Source data
[Start of section]

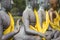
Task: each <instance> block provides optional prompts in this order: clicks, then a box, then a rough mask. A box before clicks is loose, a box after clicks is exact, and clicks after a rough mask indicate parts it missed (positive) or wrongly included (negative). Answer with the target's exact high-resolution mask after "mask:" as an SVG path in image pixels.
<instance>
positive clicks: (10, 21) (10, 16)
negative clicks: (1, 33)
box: [3, 13, 14, 40]
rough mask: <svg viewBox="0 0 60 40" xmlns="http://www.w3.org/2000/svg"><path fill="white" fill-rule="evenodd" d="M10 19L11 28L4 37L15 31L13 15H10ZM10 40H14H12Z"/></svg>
mask: <svg viewBox="0 0 60 40" xmlns="http://www.w3.org/2000/svg"><path fill="white" fill-rule="evenodd" d="M9 17H10V26H9V27H8V28H7V29H6V30H5V31H4V32H3V34H4V35H6V34H8V33H10V32H13V31H14V19H13V17H12V15H11V13H9ZM10 40H12V39H10Z"/></svg>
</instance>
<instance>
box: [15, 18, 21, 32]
mask: <svg viewBox="0 0 60 40" xmlns="http://www.w3.org/2000/svg"><path fill="white" fill-rule="evenodd" d="M20 21H21V19H18V20H17V23H16V26H15V30H14V32H15V33H19V31H20V25H19V22H20Z"/></svg>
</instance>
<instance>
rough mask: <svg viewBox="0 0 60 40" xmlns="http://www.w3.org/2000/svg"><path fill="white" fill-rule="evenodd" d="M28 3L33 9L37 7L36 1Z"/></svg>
mask: <svg viewBox="0 0 60 40" xmlns="http://www.w3.org/2000/svg"><path fill="white" fill-rule="evenodd" d="M29 2H30V5H31V6H32V7H33V8H35V7H37V6H38V0H29Z"/></svg>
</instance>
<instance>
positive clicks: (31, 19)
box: [29, 13, 36, 22]
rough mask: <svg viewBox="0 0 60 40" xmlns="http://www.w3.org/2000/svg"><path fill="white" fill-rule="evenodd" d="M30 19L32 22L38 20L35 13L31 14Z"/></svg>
mask: <svg viewBox="0 0 60 40" xmlns="http://www.w3.org/2000/svg"><path fill="white" fill-rule="evenodd" d="M29 20H30V21H31V22H35V21H36V16H35V14H34V13H31V14H29Z"/></svg>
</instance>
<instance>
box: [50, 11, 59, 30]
mask: <svg viewBox="0 0 60 40" xmlns="http://www.w3.org/2000/svg"><path fill="white" fill-rule="evenodd" d="M55 14H56V18H55V19H54V23H53V22H51V21H50V25H51V27H52V28H53V29H55V30H58V31H60V24H59V21H60V16H59V12H57V11H55Z"/></svg>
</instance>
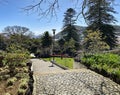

[End of section]

■ Exercise description ■
Word for word, copy out each record; do not include pictures.

■ Written solution ■
Task: each <instance> block provides optional prompts in this order: clicks, then a box, then a rough mask. A box before clicks is loose, a box after clicks is exact, and clicks after a rough mask indicate parts it missed (positive) or wrongly included (negative). Answer with the target's exact high-resolution mask after "mask:" as an SVG path in image pixels.
<instance>
positive clicks: (10, 21) (10, 16)
negative clicks: (1, 33)
box: [3, 13, 14, 40]
rough mask: <svg viewBox="0 0 60 40" xmlns="http://www.w3.org/2000/svg"><path fill="white" fill-rule="evenodd" d="M10 19L11 28L4 37L15 31L13 15H10ZM10 40H14H12Z"/></svg>
mask: <svg viewBox="0 0 60 40" xmlns="http://www.w3.org/2000/svg"><path fill="white" fill-rule="evenodd" d="M9 17H10V26H9V27H8V28H7V29H6V30H5V31H4V32H3V34H4V35H6V34H8V33H10V32H13V31H14V19H13V17H12V15H11V13H9ZM10 40H12V39H10Z"/></svg>
</instance>
<instance>
box: [15, 18, 21, 32]
mask: <svg viewBox="0 0 60 40" xmlns="http://www.w3.org/2000/svg"><path fill="white" fill-rule="evenodd" d="M20 21H21V19H18V20H17V23H16V26H15V30H14V32H15V33H19V31H20V25H19V22H20Z"/></svg>
</instance>
<instance>
rough mask: <svg viewBox="0 0 60 40" xmlns="http://www.w3.org/2000/svg"><path fill="white" fill-rule="evenodd" d="M28 3L33 9L37 7L36 1Z"/></svg>
mask: <svg viewBox="0 0 60 40" xmlns="http://www.w3.org/2000/svg"><path fill="white" fill-rule="evenodd" d="M29 2H30V5H31V6H32V7H33V8H35V7H37V6H38V0H29Z"/></svg>
</instance>
<instance>
positive clicks: (31, 19)
box: [29, 13, 36, 22]
rough mask: <svg viewBox="0 0 60 40" xmlns="http://www.w3.org/2000/svg"><path fill="white" fill-rule="evenodd" d="M30 19L32 22L38 20L35 13L31 14Z"/></svg>
mask: <svg viewBox="0 0 60 40" xmlns="http://www.w3.org/2000/svg"><path fill="white" fill-rule="evenodd" d="M29 20H30V21H31V22H35V21H36V16H35V14H34V13H31V14H29Z"/></svg>
</instance>
<instance>
box: [50, 11, 59, 30]
mask: <svg viewBox="0 0 60 40" xmlns="http://www.w3.org/2000/svg"><path fill="white" fill-rule="evenodd" d="M55 14H56V18H55V19H54V23H53V22H51V21H50V25H51V27H52V28H53V29H55V30H58V31H60V24H59V21H60V16H59V12H57V11H55Z"/></svg>
</instance>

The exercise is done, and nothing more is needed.